== RECORDS PROVIDED

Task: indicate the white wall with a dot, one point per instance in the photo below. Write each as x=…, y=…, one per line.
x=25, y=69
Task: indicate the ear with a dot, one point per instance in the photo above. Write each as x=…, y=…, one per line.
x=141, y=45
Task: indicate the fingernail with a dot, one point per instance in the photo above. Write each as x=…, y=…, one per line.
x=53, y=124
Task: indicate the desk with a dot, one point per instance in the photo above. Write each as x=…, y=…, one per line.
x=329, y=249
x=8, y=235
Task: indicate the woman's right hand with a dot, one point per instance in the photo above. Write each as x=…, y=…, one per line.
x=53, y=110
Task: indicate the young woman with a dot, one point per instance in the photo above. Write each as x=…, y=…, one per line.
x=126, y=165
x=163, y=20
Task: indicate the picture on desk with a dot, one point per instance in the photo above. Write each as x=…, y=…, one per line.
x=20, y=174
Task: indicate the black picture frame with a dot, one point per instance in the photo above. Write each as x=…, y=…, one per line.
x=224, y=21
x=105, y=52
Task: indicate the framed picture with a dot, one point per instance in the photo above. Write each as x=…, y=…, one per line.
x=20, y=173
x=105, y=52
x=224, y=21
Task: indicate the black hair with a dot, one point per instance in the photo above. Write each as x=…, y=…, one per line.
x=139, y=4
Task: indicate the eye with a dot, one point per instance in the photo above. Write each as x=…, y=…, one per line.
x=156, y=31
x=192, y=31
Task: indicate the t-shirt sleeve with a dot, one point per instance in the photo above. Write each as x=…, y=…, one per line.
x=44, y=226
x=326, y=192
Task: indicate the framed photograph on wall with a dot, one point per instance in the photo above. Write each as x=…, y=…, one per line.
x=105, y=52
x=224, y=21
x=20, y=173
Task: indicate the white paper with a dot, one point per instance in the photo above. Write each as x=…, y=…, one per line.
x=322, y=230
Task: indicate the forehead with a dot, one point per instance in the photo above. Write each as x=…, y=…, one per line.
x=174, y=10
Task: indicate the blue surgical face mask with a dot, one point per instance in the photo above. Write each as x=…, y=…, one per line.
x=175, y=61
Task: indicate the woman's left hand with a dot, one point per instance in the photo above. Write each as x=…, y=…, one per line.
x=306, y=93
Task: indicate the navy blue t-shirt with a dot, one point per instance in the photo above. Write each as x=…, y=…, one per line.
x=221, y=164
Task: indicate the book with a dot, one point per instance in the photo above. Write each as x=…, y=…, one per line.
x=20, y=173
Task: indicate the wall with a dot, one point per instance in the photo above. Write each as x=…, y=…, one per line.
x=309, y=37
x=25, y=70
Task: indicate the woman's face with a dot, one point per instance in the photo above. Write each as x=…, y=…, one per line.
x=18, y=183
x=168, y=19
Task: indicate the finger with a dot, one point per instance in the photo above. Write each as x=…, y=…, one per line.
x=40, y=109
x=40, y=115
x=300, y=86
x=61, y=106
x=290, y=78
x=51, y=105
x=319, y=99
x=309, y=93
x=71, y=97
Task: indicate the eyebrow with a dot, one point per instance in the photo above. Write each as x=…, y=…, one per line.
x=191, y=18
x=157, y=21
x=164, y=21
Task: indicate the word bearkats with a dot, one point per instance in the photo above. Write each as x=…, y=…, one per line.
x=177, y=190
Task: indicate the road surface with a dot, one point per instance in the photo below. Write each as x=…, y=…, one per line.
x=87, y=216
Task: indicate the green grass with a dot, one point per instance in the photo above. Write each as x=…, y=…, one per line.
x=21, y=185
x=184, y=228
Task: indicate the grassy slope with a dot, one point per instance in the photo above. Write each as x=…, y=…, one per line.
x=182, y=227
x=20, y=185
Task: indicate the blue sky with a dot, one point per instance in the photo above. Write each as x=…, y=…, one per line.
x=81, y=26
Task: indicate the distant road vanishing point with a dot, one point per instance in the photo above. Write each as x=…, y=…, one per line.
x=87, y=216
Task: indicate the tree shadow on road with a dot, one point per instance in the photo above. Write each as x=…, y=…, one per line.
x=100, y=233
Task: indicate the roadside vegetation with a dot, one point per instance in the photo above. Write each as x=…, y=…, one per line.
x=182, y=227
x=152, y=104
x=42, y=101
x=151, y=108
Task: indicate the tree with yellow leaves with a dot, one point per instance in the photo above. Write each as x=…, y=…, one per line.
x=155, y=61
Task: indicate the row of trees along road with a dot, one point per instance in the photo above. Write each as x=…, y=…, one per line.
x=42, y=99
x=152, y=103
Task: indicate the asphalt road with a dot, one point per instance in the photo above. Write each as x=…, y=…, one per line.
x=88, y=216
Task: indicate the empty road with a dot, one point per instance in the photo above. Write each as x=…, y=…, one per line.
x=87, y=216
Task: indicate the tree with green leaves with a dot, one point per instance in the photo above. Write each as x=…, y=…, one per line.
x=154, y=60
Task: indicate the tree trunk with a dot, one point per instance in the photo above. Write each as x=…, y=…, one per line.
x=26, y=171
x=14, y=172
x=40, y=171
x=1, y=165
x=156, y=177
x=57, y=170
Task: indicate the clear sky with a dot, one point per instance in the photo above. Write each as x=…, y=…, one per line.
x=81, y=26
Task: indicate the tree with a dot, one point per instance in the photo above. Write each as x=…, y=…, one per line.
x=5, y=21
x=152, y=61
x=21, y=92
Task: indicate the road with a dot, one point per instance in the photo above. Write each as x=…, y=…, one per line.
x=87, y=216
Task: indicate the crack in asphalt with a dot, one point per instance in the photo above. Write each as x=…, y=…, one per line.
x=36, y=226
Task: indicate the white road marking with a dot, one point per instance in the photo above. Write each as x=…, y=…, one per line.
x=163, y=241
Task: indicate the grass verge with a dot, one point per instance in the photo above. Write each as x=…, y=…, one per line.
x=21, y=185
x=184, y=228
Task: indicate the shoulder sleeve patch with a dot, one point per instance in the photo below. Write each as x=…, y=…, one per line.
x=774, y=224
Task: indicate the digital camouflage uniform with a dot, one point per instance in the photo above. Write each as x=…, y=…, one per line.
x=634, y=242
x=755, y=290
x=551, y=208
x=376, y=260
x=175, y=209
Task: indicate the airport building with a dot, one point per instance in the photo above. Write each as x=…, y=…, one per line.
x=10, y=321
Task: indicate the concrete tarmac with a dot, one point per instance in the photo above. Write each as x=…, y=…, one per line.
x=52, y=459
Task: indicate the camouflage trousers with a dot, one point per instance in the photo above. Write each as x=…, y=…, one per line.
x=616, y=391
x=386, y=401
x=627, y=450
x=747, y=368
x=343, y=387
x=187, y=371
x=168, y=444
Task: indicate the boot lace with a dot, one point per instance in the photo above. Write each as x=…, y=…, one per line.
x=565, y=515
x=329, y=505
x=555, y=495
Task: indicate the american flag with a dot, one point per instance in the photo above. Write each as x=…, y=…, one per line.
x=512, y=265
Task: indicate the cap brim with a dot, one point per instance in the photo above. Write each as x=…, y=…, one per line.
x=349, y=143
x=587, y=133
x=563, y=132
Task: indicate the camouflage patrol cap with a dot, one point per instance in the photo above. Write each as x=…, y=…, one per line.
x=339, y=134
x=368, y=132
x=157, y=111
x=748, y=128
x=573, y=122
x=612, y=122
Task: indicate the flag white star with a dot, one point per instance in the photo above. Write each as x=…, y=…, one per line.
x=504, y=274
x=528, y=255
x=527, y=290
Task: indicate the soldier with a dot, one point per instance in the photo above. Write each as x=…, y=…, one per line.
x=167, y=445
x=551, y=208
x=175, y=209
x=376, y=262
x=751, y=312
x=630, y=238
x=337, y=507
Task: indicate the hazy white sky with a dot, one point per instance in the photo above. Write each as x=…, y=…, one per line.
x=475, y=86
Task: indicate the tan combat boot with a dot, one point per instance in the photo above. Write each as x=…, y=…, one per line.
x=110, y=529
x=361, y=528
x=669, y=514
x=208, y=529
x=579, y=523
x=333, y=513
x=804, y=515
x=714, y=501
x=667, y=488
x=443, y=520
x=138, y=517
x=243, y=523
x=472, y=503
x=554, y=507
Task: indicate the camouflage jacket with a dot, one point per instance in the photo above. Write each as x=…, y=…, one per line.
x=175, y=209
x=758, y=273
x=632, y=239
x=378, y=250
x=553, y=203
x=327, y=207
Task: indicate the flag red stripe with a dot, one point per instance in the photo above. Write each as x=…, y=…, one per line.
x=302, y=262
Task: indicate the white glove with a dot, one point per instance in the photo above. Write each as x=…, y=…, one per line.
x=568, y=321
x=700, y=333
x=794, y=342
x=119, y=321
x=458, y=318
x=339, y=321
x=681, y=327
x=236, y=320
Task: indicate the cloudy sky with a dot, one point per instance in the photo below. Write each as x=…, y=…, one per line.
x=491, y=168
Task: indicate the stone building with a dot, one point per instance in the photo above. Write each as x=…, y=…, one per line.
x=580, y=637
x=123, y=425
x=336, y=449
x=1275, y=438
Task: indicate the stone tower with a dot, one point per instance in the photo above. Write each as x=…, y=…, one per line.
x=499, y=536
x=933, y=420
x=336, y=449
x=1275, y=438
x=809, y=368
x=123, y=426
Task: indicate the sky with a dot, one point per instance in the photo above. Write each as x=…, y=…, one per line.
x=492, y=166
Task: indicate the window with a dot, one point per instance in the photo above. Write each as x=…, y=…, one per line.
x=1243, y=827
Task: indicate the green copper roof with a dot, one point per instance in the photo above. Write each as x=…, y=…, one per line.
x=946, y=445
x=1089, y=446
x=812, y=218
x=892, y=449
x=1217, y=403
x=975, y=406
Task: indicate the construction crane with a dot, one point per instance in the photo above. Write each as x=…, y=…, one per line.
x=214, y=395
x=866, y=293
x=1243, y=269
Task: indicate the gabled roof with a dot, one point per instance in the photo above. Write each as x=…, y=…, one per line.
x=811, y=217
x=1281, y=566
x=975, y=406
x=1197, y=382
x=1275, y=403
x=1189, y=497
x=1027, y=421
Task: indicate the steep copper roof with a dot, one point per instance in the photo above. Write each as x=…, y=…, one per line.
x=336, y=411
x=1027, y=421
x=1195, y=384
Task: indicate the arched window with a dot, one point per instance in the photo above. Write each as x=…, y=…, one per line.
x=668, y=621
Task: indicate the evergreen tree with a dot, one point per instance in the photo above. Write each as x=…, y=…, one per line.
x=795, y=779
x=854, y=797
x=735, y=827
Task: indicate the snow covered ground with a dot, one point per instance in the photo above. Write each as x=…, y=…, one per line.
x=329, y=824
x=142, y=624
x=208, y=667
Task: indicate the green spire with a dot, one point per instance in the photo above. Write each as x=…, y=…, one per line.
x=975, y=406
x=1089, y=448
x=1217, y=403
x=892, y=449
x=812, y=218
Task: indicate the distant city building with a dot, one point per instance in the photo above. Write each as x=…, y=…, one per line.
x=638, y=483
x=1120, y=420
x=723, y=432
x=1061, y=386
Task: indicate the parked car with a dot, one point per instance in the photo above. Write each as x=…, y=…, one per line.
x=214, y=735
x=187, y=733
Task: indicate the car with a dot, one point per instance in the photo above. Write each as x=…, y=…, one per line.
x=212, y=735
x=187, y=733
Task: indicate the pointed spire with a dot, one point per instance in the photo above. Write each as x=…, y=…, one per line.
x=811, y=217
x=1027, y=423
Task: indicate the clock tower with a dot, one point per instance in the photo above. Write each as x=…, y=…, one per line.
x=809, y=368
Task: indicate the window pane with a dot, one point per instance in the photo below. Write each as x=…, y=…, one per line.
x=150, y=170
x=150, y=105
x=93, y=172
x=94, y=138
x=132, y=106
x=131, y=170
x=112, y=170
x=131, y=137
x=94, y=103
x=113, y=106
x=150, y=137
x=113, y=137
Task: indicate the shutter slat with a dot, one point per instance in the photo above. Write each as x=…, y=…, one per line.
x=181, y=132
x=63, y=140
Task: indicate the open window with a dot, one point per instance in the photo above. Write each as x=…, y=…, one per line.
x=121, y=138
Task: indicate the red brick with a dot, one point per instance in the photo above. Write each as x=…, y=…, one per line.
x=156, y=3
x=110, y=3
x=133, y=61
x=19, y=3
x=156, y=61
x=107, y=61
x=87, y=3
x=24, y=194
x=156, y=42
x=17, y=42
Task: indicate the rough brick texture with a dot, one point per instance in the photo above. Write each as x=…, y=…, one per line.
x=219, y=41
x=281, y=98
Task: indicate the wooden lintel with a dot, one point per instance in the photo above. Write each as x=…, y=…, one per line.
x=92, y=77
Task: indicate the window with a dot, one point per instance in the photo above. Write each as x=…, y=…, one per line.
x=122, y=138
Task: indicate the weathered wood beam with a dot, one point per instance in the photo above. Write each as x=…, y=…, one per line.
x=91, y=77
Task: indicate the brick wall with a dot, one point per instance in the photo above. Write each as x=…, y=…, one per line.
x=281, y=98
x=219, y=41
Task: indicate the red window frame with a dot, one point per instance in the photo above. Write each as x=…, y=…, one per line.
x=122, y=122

====

DO THIS »
Rewrite the records, starting with the line containing "Task: indicate the tree with yellow" and continuing through the line containing "x=152, y=103". Keep each line that begins with "Task:" unchanged, and multiply every x and y coordinate on the other lines by 0.95, rounding to whole numbers with halves rounded up; give only those lines.

WRITTEN SOLUTION »
Task: indicate the tree with yellow leaves with a dot, one point per instance in the photo above. Write each as x=…, y=…, one per line.
x=147, y=58
Task: indicate the row of trees along road with a dot, one point per instance in the photo above. Write each as x=…, y=…, one per line.
x=40, y=94
x=144, y=98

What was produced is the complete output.